» Exercise objective
Output the records below in full, word for word; pictures do not belong in it.

==================================================

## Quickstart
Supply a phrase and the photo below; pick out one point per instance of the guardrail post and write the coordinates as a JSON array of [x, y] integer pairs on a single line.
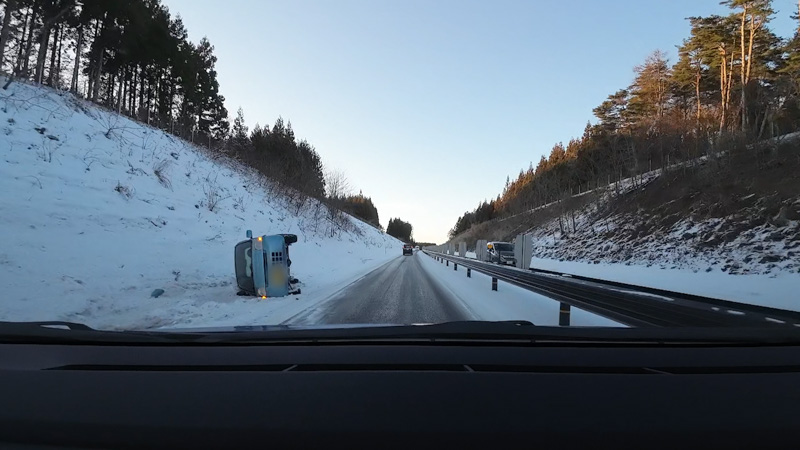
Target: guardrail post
[[563, 315]]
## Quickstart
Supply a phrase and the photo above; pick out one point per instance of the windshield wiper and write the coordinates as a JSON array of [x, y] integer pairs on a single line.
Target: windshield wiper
[[60, 332], [501, 332]]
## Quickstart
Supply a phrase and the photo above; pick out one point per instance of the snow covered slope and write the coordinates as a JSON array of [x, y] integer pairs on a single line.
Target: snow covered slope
[[97, 211]]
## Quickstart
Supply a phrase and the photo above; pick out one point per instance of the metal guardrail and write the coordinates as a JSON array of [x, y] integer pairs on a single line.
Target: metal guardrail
[[632, 305]]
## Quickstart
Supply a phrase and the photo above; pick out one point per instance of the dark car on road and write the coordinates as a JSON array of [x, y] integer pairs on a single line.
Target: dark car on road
[[501, 253]]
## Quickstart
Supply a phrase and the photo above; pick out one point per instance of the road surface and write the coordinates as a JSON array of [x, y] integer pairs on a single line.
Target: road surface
[[399, 292]]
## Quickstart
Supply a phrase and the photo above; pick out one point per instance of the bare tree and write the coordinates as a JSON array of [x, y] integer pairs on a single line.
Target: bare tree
[[336, 184], [11, 7]]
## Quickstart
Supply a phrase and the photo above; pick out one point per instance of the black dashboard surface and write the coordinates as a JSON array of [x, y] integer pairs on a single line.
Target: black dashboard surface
[[398, 396]]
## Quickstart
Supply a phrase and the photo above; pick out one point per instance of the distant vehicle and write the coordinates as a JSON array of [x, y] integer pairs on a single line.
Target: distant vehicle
[[501, 253]]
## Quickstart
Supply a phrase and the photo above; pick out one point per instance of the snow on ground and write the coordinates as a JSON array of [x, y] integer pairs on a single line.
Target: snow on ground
[[90, 229], [509, 302], [778, 291]]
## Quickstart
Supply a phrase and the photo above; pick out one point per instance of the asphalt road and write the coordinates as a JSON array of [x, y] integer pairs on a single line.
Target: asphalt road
[[399, 292]]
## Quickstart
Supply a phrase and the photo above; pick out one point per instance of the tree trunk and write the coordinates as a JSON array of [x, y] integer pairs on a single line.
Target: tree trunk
[[41, 55], [743, 100], [697, 93], [11, 7], [119, 93], [98, 75], [722, 78], [73, 86], [58, 62], [54, 50], [44, 38], [763, 124], [28, 44], [17, 64]]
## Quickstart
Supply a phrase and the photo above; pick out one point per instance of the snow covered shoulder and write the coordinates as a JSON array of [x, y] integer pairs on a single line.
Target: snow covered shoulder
[[99, 211]]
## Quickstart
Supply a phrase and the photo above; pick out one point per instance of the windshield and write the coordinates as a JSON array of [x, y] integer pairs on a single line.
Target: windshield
[[168, 166]]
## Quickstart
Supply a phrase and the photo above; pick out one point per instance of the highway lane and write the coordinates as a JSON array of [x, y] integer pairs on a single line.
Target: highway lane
[[400, 292]]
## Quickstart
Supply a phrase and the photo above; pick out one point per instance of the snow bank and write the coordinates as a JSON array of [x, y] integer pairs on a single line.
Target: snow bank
[[778, 291], [97, 211], [509, 302]]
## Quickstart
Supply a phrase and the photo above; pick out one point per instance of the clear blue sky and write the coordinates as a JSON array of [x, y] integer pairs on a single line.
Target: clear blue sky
[[428, 106]]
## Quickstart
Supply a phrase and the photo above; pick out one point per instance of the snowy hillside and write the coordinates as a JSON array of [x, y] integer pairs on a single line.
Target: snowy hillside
[[97, 211]]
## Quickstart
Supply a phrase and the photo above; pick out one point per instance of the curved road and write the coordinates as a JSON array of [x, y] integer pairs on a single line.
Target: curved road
[[399, 292]]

==================================================

» Answer box
## Quickstart
Supply a phrase and the photo below; pick out one point per instance of the guardrail post and write the coordinates as a JSON array of [x, y] integer pairs on a single line.
Target: guardrail post
[[563, 315]]
## Quickstart
Supply a phrase and the photo above; pick out one point per instance of the windshield wiper and write the coordinates as a JSON array of [x, y] integer pairs on a single line.
Target: windshield wiper
[[60, 332], [501, 332]]
## Quickstart
Supply a phrase and the photo above; pick out one point per instance of the snow covered slope and write the coordinates as a JSON array of [x, y] integer pairs on a single line.
Target: snow covered slope
[[97, 211]]
## Quickstart
Supply a phrase and the photo above; pick out one point per instance of the metal guardrail and write the coordinates as a JSON array of [x, y] integer pairs on a single line.
Target: metal guardrail
[[632, 305]]
## Quickstart
Supply a phrase and the photo above; pick out one point per instance of the dark car on road and write the coordinates as a JSON array of [x, y] integer pairs on a single line.
Target: dark car on road
[[501, 253]]
## Quickstart
Supply a phrase and the photo above; pick out one point per instance of the road surface and write the coordinates as a JSON array of [x, y] integer pairs on a single line.
Target: road surface
[[399, 292]]
## Quickstart
Supply a phrase and the photo above; pick out one point per instance of the bare tree and write the coordinates as a JSON array of [x, y] integer pairs on a single line.
Target: bare tree
[[336, 184], [11, 7]]
## Quickstart
Supply a phrase and the photo above; pick out one point per instance of the black dashboard surface and write the coordinates as a JSON array of [x, y] integer pairs on a single line.
Target: black dashboard surface
[[398, 396]]
## Quickstart
Supply a phrase and the photo above; pick out one point per instance of the distant vehicle and write the coordinates as a JSON array of [x, y] integer pairs on a single line.
Target: distant vehicle
[[501, 253]]
## Quickstart
Supply a phrase and the photo above; pick out one point per instance of the snow on ground and write the coordinates as a JSON array of [x, y] integer pairs on a single line.
Target: snow on ground
[[90, 229], [509, 302], [778, 291]]
## Quickstart
Supply a phrase and the photo above; pick out one point per instance of the asphalt road and write the coordinates as a JSON array of [x, y] integer pairs on a single line.
Target: asphalt road
[[399, 292]]
## Quickstart
Supply a phrase and the photo above; pick out one point per instance of the tree trunk and write the coordinates as a JSON array of [x, y] integer pairs on a single line.
Target: tree trunk
[[41, 55], [743, 100], [697, 93], [11, 7], [119, 93], [98, 75], [722, 78], [73, 86], [58, 62], [54, 50], [44, 38], [763, 124], [28, 44], [17, 64]]
## Quickstart
Supply a phrase and the photo above; pick out one point per instance of the snow covered shoulder and write the coordinates as a JSON array of [x, y] integer pairs on a single line.
Target: snow covered shoulder
[[99, 211]]
## Quickstart
Supply a phrase and the photo above; pick out one point per instance of the windshield and write the coordinates as a JSON array of [x, y] integer pairs on a single line.
Target: windshield
[[168, 166]]
## Quickstart
Supply a phrase and the photo above; pick out one point per instance of the highway lane and write the coordinates as a JSON array of [x, y] integer pairs on a single line.
Target: highway lane
[[400, 292]]
## Quickstart
Supply a phrase and the photo above; pick out one point per instance of the snow bank and write the coordinates as a JSON array of [x, y] integer pairs on a single line.
Target: snow bank
[[778, 291], [97, 211], [509, 302]]
## Quickstart
Supply a phrase and the photo above; pick out one point per instance of the clear blue sky and write the coordinates as a JSON array of [x, y] integer pairs on a single line.
Target: clear blue sky
[[428, 106]]
## Quickstart
Supply a phrase and the photo above; pick out one point per instance of the snowy hillside and write the coordinates as a JSON array of [x, y] integer pairs on a single line.
Target: snowy hillside
[[97, 211]]
## Quickstart
Supply a phrase and the photo above; pick out one point per instance of the curved road and write the coordinates as a JSON array of [x, y] integer pairs on a single line.
Target: curved road
[[399, 292]]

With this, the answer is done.